Saved entries

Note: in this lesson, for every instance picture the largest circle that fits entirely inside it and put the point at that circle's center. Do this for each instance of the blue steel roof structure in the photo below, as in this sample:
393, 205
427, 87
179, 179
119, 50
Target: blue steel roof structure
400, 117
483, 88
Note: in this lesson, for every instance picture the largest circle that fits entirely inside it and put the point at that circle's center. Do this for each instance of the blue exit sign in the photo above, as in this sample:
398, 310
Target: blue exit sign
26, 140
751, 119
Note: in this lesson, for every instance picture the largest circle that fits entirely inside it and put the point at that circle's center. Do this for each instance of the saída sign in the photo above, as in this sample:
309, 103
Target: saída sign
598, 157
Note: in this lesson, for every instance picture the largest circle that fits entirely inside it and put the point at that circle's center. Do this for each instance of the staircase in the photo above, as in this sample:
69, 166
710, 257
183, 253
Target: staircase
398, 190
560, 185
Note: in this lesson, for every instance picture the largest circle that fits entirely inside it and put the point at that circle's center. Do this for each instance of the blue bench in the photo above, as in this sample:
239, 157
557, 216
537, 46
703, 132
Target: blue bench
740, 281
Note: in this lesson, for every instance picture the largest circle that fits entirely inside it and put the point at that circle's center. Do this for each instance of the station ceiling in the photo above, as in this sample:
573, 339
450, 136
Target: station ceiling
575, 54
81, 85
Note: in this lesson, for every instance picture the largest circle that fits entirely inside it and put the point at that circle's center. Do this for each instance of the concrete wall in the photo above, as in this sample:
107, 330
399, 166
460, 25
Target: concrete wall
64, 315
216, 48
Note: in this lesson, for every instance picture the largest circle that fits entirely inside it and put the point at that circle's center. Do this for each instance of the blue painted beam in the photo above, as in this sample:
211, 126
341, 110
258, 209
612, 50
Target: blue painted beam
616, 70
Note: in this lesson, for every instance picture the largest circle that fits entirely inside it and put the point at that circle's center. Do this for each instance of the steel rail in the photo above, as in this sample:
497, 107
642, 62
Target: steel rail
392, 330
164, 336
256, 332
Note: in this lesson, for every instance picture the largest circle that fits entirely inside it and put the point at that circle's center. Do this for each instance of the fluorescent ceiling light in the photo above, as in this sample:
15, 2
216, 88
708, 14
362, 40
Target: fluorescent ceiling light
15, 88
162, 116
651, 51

...

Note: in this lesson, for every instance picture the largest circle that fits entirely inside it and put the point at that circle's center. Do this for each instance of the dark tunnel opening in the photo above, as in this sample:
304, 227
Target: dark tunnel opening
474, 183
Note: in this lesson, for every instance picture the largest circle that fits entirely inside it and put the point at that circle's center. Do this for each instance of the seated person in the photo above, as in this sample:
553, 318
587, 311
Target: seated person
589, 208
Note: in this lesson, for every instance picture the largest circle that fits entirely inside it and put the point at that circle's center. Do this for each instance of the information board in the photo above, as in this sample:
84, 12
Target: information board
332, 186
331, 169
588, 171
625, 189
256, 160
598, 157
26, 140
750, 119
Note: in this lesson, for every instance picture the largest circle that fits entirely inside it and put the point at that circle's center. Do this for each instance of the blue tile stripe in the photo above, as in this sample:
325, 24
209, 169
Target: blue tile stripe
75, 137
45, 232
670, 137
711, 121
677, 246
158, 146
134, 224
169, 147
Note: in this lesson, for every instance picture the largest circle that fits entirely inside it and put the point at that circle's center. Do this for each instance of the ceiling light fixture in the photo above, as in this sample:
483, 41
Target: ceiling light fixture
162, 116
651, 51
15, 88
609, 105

...

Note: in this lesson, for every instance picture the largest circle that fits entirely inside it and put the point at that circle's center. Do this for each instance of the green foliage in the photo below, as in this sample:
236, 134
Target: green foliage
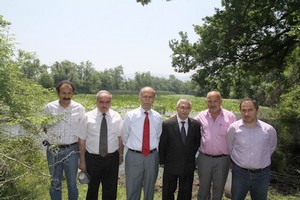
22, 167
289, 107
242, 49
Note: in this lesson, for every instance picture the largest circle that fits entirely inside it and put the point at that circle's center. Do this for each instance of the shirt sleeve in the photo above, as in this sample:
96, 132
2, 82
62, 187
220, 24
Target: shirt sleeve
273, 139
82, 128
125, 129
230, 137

## Request
Report every line in the saved entries that contains the word "concrete", copying each such line in full.

## Response to this task
Note: in this lesson, for every instance picture the largest circle that fits entirely inside it and put the point at that circle's center. Do this for each instance of the concrete wall in the photo above, as in this sample:
Target: concrete wall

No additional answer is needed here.